:: Instructions for the task ::
How many lines in the rows below contain the string "Detection"? Case matters; give only the number.
——
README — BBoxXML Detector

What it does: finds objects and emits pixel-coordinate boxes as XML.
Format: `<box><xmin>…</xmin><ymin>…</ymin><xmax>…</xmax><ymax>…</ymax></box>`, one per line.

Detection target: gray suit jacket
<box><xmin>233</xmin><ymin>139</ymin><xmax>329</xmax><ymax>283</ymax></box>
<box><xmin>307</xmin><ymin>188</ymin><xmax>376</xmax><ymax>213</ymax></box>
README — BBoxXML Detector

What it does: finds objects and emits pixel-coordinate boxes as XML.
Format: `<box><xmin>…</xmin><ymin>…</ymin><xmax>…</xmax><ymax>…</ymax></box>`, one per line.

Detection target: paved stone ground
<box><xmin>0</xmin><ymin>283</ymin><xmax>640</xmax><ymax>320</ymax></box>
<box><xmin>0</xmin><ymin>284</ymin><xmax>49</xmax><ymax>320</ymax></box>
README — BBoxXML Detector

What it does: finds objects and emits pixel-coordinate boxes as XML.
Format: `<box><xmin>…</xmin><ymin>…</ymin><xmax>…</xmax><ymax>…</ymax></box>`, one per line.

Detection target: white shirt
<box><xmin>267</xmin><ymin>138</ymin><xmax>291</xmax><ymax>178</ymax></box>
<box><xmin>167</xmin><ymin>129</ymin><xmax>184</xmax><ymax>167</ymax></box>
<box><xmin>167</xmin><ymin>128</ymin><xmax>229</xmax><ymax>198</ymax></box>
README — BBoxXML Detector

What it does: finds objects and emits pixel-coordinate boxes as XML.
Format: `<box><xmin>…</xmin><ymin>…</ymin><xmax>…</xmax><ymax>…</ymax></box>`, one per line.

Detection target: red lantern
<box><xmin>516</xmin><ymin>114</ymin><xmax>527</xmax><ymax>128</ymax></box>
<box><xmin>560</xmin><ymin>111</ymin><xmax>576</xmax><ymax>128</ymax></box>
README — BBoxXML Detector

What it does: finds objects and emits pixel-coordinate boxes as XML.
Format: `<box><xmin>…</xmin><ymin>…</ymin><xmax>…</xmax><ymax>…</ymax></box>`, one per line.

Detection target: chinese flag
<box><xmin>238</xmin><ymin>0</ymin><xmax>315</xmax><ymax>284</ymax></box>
——
:: Solved problem ::
5